Natural-language object grounding data:
····················
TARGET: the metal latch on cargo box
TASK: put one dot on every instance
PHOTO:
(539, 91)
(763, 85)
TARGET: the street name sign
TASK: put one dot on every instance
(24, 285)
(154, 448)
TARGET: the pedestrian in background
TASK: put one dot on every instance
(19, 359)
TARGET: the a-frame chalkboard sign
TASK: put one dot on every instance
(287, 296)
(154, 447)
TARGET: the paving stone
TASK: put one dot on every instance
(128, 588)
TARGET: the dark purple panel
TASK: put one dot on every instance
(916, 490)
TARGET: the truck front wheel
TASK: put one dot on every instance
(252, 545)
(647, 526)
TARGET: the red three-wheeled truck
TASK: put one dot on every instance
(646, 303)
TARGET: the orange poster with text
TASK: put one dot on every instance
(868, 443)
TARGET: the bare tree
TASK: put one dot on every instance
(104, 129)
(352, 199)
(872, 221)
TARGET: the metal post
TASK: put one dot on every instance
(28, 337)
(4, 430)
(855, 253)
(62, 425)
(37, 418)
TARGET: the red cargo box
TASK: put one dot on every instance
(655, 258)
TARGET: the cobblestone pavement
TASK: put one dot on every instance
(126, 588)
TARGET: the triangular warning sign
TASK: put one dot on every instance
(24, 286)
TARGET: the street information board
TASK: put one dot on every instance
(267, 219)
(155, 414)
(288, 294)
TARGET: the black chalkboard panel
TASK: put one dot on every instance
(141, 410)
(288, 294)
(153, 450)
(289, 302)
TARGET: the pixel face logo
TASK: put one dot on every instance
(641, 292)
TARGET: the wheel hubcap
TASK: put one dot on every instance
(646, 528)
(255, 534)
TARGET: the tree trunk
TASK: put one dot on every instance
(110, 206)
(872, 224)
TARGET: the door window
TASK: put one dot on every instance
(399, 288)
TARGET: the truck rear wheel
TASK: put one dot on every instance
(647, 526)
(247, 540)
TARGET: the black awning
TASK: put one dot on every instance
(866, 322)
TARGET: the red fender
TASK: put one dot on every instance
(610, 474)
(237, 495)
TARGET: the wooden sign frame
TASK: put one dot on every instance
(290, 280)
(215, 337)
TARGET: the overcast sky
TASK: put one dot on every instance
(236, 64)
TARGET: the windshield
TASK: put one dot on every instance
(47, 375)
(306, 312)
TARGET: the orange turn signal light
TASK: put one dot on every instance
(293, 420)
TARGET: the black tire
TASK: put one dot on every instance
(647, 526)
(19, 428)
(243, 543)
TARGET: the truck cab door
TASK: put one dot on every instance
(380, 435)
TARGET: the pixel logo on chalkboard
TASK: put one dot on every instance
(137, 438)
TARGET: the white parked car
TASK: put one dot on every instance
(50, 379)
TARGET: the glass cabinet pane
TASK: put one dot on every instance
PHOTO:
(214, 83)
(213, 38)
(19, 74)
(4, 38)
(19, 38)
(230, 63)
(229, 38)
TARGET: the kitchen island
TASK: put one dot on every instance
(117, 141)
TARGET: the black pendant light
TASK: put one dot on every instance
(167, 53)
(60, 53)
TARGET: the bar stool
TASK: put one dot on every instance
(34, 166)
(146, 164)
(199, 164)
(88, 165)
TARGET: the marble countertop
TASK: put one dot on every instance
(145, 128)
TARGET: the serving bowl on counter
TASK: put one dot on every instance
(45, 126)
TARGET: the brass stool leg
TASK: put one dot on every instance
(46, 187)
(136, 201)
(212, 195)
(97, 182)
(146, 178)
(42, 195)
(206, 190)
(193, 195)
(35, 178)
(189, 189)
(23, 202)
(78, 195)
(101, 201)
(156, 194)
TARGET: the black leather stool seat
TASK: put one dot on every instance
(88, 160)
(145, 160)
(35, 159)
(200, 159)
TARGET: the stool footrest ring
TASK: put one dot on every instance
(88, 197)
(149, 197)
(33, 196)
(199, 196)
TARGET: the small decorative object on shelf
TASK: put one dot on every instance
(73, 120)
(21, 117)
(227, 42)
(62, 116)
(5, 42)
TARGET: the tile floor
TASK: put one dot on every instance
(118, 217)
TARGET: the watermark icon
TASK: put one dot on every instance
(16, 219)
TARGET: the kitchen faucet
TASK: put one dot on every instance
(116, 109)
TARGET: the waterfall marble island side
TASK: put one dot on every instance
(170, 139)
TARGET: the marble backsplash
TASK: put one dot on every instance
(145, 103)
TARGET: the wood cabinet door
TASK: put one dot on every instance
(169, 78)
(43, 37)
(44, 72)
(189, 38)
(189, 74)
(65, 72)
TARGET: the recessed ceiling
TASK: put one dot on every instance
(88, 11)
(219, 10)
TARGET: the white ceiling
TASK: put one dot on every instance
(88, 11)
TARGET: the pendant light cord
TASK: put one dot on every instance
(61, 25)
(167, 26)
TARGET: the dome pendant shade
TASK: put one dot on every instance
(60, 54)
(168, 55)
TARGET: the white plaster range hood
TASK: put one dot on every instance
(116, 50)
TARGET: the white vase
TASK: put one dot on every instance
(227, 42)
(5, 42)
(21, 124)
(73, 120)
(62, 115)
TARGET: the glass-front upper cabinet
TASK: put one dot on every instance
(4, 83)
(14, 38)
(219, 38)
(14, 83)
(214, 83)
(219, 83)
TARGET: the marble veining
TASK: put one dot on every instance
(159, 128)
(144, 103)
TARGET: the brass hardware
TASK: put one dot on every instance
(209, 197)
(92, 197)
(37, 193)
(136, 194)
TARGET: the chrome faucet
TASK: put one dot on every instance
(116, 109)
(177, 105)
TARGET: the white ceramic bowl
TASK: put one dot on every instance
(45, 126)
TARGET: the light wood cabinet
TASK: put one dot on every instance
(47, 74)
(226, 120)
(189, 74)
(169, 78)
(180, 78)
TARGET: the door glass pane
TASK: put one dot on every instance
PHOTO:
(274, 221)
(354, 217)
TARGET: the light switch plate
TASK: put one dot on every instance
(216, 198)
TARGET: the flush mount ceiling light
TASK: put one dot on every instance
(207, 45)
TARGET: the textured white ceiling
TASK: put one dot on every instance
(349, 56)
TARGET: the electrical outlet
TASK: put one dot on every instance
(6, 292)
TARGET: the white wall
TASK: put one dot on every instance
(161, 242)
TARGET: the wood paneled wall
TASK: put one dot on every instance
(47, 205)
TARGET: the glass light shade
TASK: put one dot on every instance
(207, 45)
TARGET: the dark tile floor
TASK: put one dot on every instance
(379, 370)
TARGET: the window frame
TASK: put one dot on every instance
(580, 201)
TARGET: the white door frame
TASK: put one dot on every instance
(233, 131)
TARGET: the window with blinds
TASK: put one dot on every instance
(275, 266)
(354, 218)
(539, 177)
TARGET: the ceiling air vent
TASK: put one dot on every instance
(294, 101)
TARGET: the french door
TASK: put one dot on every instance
····················
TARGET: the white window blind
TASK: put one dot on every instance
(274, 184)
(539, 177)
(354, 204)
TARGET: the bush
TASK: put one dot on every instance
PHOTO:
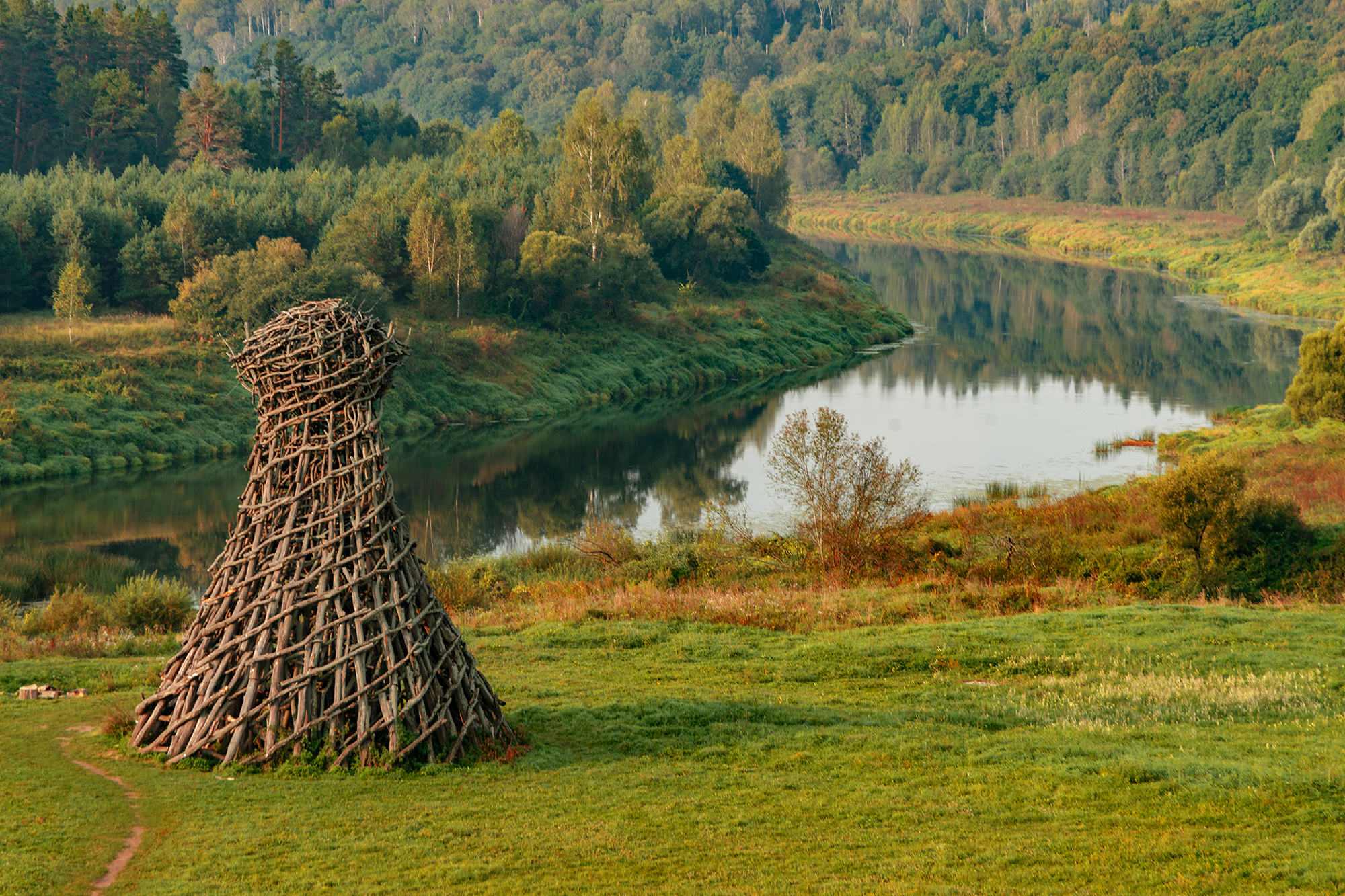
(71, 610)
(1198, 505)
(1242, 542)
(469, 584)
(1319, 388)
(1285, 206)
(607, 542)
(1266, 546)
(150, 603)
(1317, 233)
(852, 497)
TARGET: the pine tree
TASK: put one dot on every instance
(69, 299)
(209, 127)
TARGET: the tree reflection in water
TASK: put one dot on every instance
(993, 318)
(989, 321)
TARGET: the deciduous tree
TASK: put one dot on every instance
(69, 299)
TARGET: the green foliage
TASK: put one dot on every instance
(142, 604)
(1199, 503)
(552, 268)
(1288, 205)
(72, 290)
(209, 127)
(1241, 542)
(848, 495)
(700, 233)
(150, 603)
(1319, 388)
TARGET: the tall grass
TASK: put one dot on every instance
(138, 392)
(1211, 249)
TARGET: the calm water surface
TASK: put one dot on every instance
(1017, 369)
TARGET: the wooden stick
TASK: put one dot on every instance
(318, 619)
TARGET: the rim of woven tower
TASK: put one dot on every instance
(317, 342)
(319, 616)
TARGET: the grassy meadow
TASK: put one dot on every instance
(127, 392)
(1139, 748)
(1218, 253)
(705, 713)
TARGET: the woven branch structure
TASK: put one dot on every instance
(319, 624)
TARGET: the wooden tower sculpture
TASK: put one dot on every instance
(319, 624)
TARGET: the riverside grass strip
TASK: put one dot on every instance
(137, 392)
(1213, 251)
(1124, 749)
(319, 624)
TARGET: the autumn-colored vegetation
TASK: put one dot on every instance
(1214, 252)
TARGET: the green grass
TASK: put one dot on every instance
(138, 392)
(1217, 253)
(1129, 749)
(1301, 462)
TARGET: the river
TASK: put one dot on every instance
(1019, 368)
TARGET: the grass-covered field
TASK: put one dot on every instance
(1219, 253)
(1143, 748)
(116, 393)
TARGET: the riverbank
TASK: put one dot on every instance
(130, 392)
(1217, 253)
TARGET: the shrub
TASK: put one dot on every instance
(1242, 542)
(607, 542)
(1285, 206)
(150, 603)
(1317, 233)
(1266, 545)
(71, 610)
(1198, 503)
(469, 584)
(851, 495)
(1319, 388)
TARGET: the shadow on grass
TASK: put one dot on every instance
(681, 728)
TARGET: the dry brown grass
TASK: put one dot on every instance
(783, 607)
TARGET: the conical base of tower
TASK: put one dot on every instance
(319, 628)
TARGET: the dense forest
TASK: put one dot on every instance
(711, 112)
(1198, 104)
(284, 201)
····················
Identify each line in the records above containing the word "door"; copy those lines.

TARGET: the door window
TARGET: the truck cab door
TARGET: the wood cabinet door
TARGET: the door glass pane
TARGET: the white door frame
TARGET: the french door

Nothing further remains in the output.